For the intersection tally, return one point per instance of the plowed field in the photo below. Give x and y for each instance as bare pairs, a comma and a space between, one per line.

---

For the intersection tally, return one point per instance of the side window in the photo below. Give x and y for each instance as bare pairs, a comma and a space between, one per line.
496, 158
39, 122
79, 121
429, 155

==

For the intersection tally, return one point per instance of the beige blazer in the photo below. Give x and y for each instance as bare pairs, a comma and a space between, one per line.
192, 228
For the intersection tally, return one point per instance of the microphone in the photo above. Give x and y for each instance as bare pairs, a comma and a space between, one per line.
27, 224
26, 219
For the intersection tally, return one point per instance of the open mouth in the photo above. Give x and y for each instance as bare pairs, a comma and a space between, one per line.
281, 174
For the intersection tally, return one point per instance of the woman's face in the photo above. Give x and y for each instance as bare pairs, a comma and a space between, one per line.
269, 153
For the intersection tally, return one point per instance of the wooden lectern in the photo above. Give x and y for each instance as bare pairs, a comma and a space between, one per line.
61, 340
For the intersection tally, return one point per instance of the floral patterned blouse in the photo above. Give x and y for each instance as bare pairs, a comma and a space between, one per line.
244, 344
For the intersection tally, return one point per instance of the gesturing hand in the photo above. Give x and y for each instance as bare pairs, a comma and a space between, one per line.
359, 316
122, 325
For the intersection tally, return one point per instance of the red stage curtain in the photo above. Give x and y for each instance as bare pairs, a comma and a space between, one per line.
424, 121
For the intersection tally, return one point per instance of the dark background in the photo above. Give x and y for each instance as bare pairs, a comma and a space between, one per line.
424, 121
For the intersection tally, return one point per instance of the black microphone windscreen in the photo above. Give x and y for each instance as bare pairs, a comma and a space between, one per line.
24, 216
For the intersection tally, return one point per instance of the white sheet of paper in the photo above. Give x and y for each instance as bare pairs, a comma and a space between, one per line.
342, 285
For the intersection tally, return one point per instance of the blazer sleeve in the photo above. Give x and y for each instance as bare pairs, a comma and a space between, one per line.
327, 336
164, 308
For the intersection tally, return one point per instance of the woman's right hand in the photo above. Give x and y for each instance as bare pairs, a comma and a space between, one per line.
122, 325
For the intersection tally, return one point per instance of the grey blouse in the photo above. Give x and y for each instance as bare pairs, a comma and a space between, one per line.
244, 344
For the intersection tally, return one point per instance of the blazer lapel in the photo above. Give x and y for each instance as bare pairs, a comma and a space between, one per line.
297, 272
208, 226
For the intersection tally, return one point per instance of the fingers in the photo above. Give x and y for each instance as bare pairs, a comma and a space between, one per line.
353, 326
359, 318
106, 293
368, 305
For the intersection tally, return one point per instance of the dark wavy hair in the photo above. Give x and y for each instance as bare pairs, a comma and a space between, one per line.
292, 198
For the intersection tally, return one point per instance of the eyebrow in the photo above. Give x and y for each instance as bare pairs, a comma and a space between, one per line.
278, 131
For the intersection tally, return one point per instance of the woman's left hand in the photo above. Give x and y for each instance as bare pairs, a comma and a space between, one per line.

PROBLEM DESCRIPTION: Please output the lines above verbatim, starting at the line that contains "the blazer lapel" and stopping after the line that contains "the woman's left".

OUTPUT:
For the intersection tally, return one point per instance of the blazer lapel in the photo above. Give x and y for each instance as bare pairs, a comma and a space between, one per line.
297, 272
208, 226
For the intersection tally, return one point per instance of the fingers in the photo above. Give x and y for each instance as bare pairs, a comma and a space between, one per line.
353, 326
359, 318
106, 293
368, 305
For the intersection tally, return one point per instance of the dark wavy hair in the photo above. Give x and y for each instance as bare pairs, a comma and a space between, one per line.
292, 198
For the intersection tally, return one point per instance of the eyebrow in the photo above. Give x and y for each instance as bare pairs, a comma and a space between, one per line.
278, 131
For the intersection tally, return one point per instance of the woman's left hand in the photo above. Give x and y for each instance as bare pairs, a comma and a space between, one per line.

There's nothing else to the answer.